Exercise: Each line of the data has to be written out again exactly as shown.
*** Records to process Section Begins ***
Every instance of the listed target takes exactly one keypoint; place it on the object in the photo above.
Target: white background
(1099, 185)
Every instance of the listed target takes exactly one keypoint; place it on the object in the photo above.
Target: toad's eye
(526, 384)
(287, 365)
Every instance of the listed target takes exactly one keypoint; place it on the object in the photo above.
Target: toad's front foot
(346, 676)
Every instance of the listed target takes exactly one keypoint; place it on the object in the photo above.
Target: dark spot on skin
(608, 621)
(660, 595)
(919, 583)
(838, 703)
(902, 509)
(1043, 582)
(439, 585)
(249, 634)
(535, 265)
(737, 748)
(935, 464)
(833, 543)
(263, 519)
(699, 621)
*** Records to process Section Ends ***
Response:
Every instance of the listed target takes exactly one keypoint; place it on the object in the photo above.
Target: white background
(1099, 185)
Every instance of the listed target takes exactly one keypoint; place it on the object in the photo above.
Target: toad's eye
(526, 384)
(287, 365)
Every instance of the listed target takes exactly one keypoint; place it on the object in the photo above.
Target: toad's front foot
(346, 676)
Every instance of the listed target takes exactly one keypoint; place it on the object in the photo above.
Target: dark spot on skin
(608, 621)
(660, 595)
(919, 583)
(838, 703)
(902, 509)
(1043, 582)
(439, 585)
(249, 634)
(535, 265)
(737, 748)
(935, 464)
(833, 543)
(263, 519)
(699, 621)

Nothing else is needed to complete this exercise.